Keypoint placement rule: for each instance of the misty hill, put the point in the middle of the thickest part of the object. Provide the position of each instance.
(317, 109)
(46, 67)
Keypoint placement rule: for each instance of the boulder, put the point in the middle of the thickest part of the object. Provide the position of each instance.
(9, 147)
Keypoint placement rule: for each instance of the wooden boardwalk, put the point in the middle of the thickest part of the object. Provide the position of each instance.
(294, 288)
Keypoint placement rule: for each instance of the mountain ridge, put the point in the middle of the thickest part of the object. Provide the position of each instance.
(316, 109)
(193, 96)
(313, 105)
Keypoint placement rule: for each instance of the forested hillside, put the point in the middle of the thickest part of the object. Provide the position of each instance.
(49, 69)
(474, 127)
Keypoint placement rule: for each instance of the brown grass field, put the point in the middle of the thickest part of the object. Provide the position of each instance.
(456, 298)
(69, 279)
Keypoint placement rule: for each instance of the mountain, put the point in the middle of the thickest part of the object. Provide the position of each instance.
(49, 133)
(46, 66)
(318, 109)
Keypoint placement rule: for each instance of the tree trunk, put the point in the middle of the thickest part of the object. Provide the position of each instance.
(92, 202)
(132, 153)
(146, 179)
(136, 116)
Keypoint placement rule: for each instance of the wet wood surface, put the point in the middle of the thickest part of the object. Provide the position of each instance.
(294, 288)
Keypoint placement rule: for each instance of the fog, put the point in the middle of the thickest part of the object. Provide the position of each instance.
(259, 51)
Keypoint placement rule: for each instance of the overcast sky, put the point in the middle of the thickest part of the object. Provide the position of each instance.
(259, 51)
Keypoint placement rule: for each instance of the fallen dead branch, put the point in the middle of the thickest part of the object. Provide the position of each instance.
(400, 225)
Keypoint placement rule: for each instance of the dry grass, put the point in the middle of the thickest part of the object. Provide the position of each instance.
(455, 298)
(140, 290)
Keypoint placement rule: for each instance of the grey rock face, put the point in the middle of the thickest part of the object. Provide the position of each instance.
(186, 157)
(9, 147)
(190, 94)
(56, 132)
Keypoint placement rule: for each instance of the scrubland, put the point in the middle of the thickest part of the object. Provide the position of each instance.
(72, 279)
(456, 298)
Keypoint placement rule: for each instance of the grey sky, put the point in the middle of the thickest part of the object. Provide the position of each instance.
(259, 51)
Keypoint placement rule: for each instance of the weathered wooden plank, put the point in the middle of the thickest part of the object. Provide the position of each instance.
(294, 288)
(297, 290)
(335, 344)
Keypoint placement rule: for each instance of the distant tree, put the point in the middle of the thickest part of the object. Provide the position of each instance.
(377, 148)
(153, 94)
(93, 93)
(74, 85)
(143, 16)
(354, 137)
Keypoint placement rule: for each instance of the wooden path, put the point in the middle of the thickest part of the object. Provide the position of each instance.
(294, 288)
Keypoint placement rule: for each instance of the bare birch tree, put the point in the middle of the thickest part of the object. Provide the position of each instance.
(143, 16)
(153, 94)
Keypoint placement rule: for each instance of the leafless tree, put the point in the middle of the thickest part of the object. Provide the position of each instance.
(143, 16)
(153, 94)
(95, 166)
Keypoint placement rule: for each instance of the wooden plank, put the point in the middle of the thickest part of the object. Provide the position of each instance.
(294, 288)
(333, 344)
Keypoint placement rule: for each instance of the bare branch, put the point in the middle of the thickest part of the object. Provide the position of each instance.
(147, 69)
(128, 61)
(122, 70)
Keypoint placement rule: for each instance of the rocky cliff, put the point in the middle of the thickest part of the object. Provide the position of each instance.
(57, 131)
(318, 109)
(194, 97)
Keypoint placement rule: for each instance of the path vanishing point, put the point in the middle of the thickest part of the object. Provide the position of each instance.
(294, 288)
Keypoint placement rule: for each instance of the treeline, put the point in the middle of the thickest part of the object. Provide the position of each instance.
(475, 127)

### DIRECTIVE
Rewrite all of the items above with "thickest part" switched to "widest part" wherever it occurs, and leave everything else as it is.

### ANSWER TO THE EXERCISE
Keypoint placement rule: for each instance of the misty hill, put the point in the middle of the widest part of the object. Provide the position of each instance.
(317, 109)
(46, 67)
Keypoint placement rule: for each instance of the boulder, put the point in the middle of the widest part of the object. Provide the position of each instance.
(9, 147)
Keypoint placement rule: for each instance of the wooden boardwalk, put the point in the middle of the widest part of the object. Provide the position of each instance.
(294, 288)
Keypoint placement rule: for each instance of the mountain ridge, put the point in the middle of the widest part of the object. Provide the position of each instance.
(316, 109)
(193, 96)
(313, 105)
Keypoint placement rule: for each instance of the forested hillside, put the point in the middle of the widest part of the object. Provide the position of each instance.
(49, 69)
(474, 127)
Keypoint placement rule: for each instance of the brown grass field, put the point in the middle of the widest part of the object. Provide the position of each instance.
(456, 298)
(69, 279)
Keypoint placement rule: for each instance of the mountain, put the point in the middle of the widest part of the object. Provide the position of each instance.
(49, 133)
(46, 66)
(318, 109)
Keypoint placement rule: for each instance of the tree trunk, put the point in the middle of the widest part of the object. Provide the position of each instance.
(92, 202)
(132, 153)
(146, 179)
(136, 116)
Keypoint placement rule: for each instance of the wet wood surface, put the point in the middle of the widest part of the object. Provide the position of each instance.
(294, 288)
Keypoint placement rule: for each instance of the fog, put the point in the middle of the widest part of the object. Provide the position of each instance.
(259, 51)
Keypoint placement rule: for each instance of the overcast sky, put the point in the middle of the widest part of the object. Provide the position of each instance.
(259, 51)
Keypoint placement rule: for each instance of the fallen dead branch, put the point in the middle of the widest part of the object. Provide the position of each instance.
(400, 225)
Keypoint placement rule: for each instance of the dry grass, put the point in the middle of the widest part of the object. Provide the position of each instance.
(455, 298)
(140, 290)
Keypoint placement rule: for each instance of the grey rock face, put the point in the middle of the widest part of the object. Provide the position of each instance.
(186, 157)
(9, 147)
(190, 94)
(56, 132)
Keypoint placement rule: for each instance of the scrubland, put the point in the middle of the widest part of the object. Provide the position of each instance.
(72, 279)
(456, 298)
Keypoint placement rule: for each instance of the grey sky, put the point in the middle of the widest part of the object. Provide the position of each instance.
(259, 51)
Keypoint placement rule: for each instance of the weathered wooden plank, put the point in the middle of the widest part of the object. Provide the position of each instance.
(294, 288)
(297, 290)
(335, 344)
Keypoint placement rule: for each instance of the distant tree, put the point in the middle of the widest part of the object. Provide the position of each instance.
(377, 148)
(153, 94)
(93, 93)
(74, 85)
(143, 16)
(354, 137)
Keypoint placement rule: for each instance of the wooden path, put the point in the middle of the widest part of the object. Provide the position of each instance.
(294, 288)
Keypoint placement rule: for each instance of the bare birch tree, put the point in the middle of the widest part of the object. Provide the position of each instance.
(143, 16)
(153, 94)
Keypoint placement rule: for each instance of the leafless tree, put the point in the middle of the widest part of the object. Provide the position of each instance.
(143, 16)
(153, 94)
(95, 166)
Keypoint placement rule: for each instance of the wooden plank, put the point in the middle of the widest part of the object. Provide the position of each instance.
(294, 288)
(333, 344)
Keypoint placement rule: for each instance of the bare branch, put the point in the middle of the widest part of the object. Provide the position of each instance.
(147, 69)
(128, 61)
(122, 70)
Keypoint placement rule: for each instance of the rocky cliff, put the point in the middle of the widest part of the object. Provide the position of each instance.
(57, 131)
(318, 109)
(194, 97)
Keypoint placement rule: for each instance of the path vanishing point, put the point in the middle of the widest part of the object. Provide the position of each instance.
(294, 288)
Keypoint placement rule: for each instance of the treeline, put the point in the middle of the widest part of the object. Provide the position of each instance.
(475, 127)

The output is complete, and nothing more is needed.